--- EXERCISE AIM ---
Below are records; write all of them out exactly.

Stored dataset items
• • • • • • •

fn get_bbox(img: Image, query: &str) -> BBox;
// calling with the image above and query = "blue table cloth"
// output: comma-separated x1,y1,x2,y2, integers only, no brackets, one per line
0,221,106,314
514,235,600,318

• • • • • • •

--- OUTPUT BELOW ---
fn get_bbox(img: Image, query: &str) -> BBox;
// calling with the image above and query = "blue table cloth"
// output: comma-separated x1,y1,x2,y2, integers only, no brackets, one per line
0,221,106,314
514,235,600,318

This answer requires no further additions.